Material for this exercise:
• • • • • • •
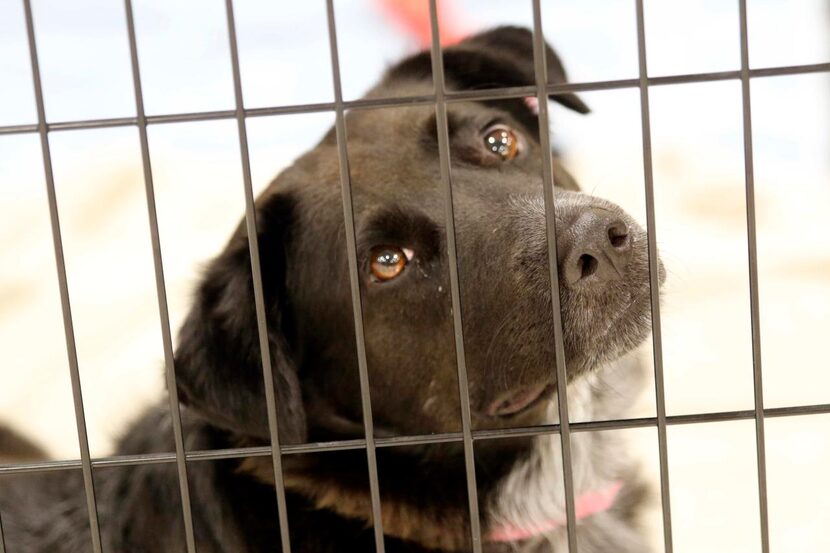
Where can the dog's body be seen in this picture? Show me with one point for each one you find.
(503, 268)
• • • • • • •
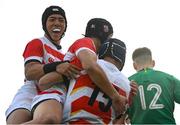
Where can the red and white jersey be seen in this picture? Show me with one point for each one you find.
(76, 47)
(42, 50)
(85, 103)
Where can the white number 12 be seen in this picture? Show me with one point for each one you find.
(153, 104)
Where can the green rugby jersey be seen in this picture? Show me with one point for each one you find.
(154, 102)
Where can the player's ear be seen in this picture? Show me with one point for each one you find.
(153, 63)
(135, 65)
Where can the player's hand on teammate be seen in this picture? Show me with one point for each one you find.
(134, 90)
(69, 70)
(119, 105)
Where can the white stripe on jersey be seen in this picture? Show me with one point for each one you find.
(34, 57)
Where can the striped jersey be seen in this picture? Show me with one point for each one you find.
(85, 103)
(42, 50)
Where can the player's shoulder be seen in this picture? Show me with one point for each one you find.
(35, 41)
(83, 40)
• • • • • • •
Exercise prompt: Collect each line above that contains the word "player" and copy it in full.

Result of the task:
Where can the player's ear be seen in this picture? Show me with one point for each one you find.
Where can the player's hand on teammate be seen in this picture? Show me with one point for each one you find.
Where can the player's shoulder be seen in this picture? Show me with one point for each one you find.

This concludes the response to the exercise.